Passage shown:
-- START --
After the evaluation of the first define we get

  p₁--> | f -> <(lambda (y) y), p₁> | 
        F₁---------------------------

The evaluation of the second define modifies F₁ as follows.

      |                                           |               
p₁--> | f -> <(lambda (y) y), p₁>                 | 
      | g -> <(lambda (x) (define h f) (h x)), p₁>| 
      F₁-------------------------------------------

At this point we evaluate the application (g 1).

Remark: Recall that when the interpreter evaluates an application (exp₁ exp₂), it does not expect exp₁ to actually be a lambda abstraction or a predefined function, but rather its value to be one of the two.

The value of g is a closure, the value of 1 is 1. The semantics of the application tells us that if the value of the first expression is a closure, the frame pointed by the pointer in the closure has to be extended with a new frame containing the associations "formal parameters -> actual parameters". Such a new frame becomes the current frame.

      |                                           |
p₁--> | f -> <(lambda (y) y), p₁>                 | 
      | g -> <(lambda (x) (define h f) (h x)), p₁>| 
      F₁------------------------------------------- 
                ^
                |
          F₂ -------- 
    p₂ --> | x -> 1 | 
           ----------

Now we evaluate g's body, that is

  (define h f) 
  (h x)

using p₂ as current frame pointer.
The evaluation of the local define modifies the current frame F₂ inserting the association "h -> f's value". Since f is a variable, the interpreter looks for an association for f in F₂. Not finding any, it looks for it in F₂.
So, the value of f is >(lambda (y) y), p₁> the evaluation of the local define modifies the environment as follows.

      |                                           | 
p₁--> | f -> <(lambda (y) y), p₁>                 | 
      | g -> <(lambda (x) (define h f) (h x)), p₁>| 
      F₁------------------------------------------- 
                ^
                |
          F₂ --------------------------- 
    p₂ --> | x -> 1                    | 
           | h -> <(lambda (y) y), p₁> |
           -----------------------------

You see, now we have F₂ as current frame, containing an association var -> closure, and the pointer in the closure does not point to F₂ but to another frame, F₁.
-- END --
Given information:
-- START --
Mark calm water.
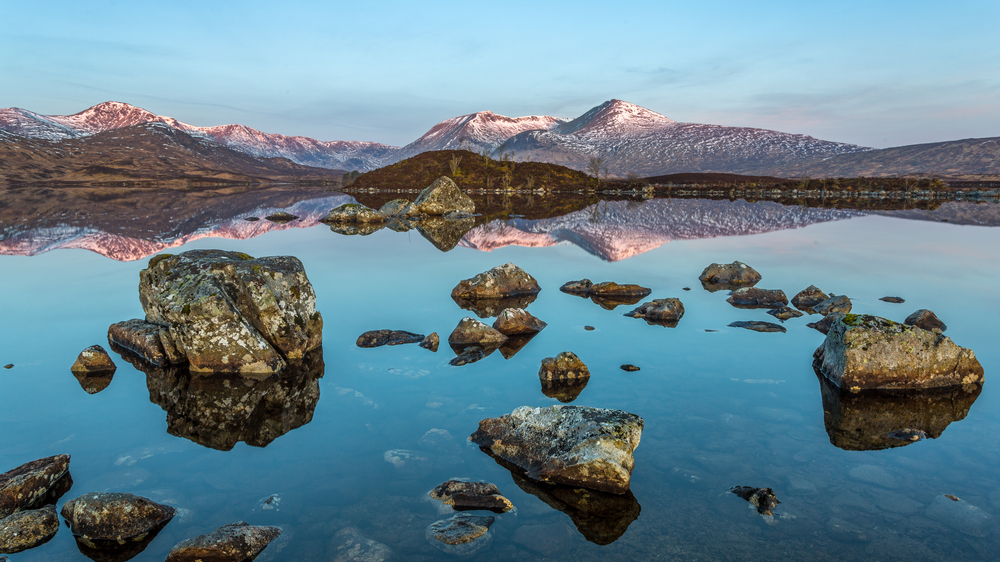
[0,190,1000,562]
-- END --
Given exercise A: Copy the passage on environment frames from "Remark: Recall that" up to and including "the current frame.".
Given exercise B: Summarize the passage on environment frames in two sentences.
Given exercise C: Extend the passage on environment frames from where it stops.
The lines are material apart from the passage on environment frames.

Reply A:
Remark: Recall that when the interpreter evaluates an application (exp₁ exp₂), it does not expect exp₁ to actually be a lambda abstraction or a predefined function, but rather its value to be one of the two.

The value of g is a closure, the value of 1 is 1. The semantics of the application tells us that if the value of the first expression is a closure, the frame pointed by the pointer in the closure has to be extended with a new frame containing the associations "formal parameters -> actual parameters". Such a new frame becomes the current frame.

Reply B: After the two defines, frame F₁ binds f and g to closures that point to p₁, and evaluating (g 1) extends F₁ with a new current frame F₂ binding x to 1. Evaluating the local define in g's body then adds h to F₂, bound to a closure whose pointer leads to F₁ rather than F₂.

Reply C:
We now evaluate (h x) (we still have p₂ as current frame pointer).
The values of h and x are found in F₂ (the value of h is a closure and the value of x is 1). The closure associated to h contains the pointer p₁, pointing to F₁; so it is the frame F₁ that needs to be extended with a new frame containing the associations "formal parameters -> actual parameters".

      |                                           |
p₁--> | f -> <(lambda (y) y), p₁>                 | 
      | g -> <(lambda (x) (define h f) (h x)), p₁>| 
      F₁------------------------------------------- 
             ^                             ^
             |                             |
      F₂---------------------------    F₃-----------
p₂--> | x -> 1                    |    |  y --> 1  |<-- p₃
      | h -> <(lambda (y) y), p₁> |    -------------
      -----------------------------

Now, with p₃ as current frame pointer, we evaluate h's body, that is y.
Therefore the value of (h x) is 1, and hence the value of (g 1) is 1.

In the previous example, in order to introduce the local variable h, a let expression could be used instead of the inner define (let expressions introduce local variables).

(define (g x) 
    (let ((h f)) 
      (h x)))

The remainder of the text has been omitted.